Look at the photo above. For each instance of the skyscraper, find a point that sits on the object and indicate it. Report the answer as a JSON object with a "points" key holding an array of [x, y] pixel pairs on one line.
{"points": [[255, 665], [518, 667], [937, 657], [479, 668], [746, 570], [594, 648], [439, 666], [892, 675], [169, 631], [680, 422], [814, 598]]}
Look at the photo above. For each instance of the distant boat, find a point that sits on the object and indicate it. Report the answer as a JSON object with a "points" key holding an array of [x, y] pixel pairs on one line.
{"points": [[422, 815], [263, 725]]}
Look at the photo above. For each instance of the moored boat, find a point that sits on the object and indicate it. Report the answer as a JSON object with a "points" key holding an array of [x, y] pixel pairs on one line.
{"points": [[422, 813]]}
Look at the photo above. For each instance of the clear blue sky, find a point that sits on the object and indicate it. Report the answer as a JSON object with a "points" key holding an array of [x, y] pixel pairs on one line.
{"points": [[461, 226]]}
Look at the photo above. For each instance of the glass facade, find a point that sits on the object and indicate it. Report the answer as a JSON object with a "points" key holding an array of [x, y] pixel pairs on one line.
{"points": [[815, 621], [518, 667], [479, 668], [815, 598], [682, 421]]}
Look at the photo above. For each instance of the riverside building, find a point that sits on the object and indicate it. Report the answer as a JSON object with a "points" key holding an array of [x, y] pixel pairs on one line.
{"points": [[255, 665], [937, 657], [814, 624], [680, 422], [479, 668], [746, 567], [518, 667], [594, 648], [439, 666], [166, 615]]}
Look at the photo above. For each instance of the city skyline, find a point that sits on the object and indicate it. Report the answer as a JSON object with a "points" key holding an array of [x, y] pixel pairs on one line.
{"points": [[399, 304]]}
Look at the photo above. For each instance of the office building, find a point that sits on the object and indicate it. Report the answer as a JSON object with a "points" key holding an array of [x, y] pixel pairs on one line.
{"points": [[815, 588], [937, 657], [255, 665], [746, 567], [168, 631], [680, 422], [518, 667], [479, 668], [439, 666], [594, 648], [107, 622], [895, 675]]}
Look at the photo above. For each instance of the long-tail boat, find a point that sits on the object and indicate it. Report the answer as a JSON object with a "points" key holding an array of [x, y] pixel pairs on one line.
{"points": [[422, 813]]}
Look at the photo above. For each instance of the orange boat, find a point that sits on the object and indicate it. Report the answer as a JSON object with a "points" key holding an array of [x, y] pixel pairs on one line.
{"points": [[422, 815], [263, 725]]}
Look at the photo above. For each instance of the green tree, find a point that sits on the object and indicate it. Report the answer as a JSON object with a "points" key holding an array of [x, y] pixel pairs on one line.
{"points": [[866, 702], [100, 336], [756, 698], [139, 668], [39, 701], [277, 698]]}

=====

- [ABOUT THIS TASK]:
Output only the lines from the one that contains "Look at the photo above. For each instance of the glass" through the final line of the records, exactly as given.

- [REPLY]:
Look at the photo above. For each instance of the glass facade, find a point that sits on the object and indicate it. Report the answer as a JSON object with a "points" key holding an array of [x, y] pixel pairs on one line.
{"points": [[815, 621], [518, 667], [479, 668], [815, 598], [682, 421]]}
Look at the photo above. For each instance of the riverside building, find a point that sits on the object and indicate it. Report the answer as a JSON object with a "points" key holding an array of [x, y] pixel pairs on one line.
{"points": [[255, 665], [937, 657], [814, 624], [680, 422], [479, 668], [746, 567], [518, 667], [594, 648], [439, 666], [166, 615]]}
Look at the photo above. For each instance of the city skyline, find a point that sits on the object and indicate it. Report the answer as a JSON object with a "points" key holding an array of [x, y] pixel pairs on one line.
{"points": [[399, 304]]}
Look at the photo above. For each instance of the office building, find a point that sits on the object and indicate it. Report the answer as a JSON object with a "points" key holding an array of [x, y] pixel pairs on one line.
{"points": [[815, 588], [937, 657], [255, 665], [746, 567], [168, 631], [680, 422], [518, 667], [479, 668], [439, 666], [594, 648], [107, 622], [895, 675]]}
Look at the photo above. For each instance of the long-tail boat, find a point that sits on the object and indicate it. Report the answer as a JSON object with a "points" key holding an array of [x, y] pixel pairs on one line.
{"points": [[422, 813]]}
Look at the photo above. For each instance of the orange boat, find a point that sits on the object and indicate it. Report the answer as a JSON object with a "points" key holding an array of [x, y] pixel pairs on one line.
{"points": [[422, 815], [263, 725]]}
Look at the photo above. For each instance of the green tree, find a point that sits on the object and indicate it. Report the answer as a JSON object with a "points" key holding an array of [x, y] pixel pairs on one line.
{"points": [[866, 702], [100, 336], [756, 698], [139, 668], [39, 701], [277, 698]]}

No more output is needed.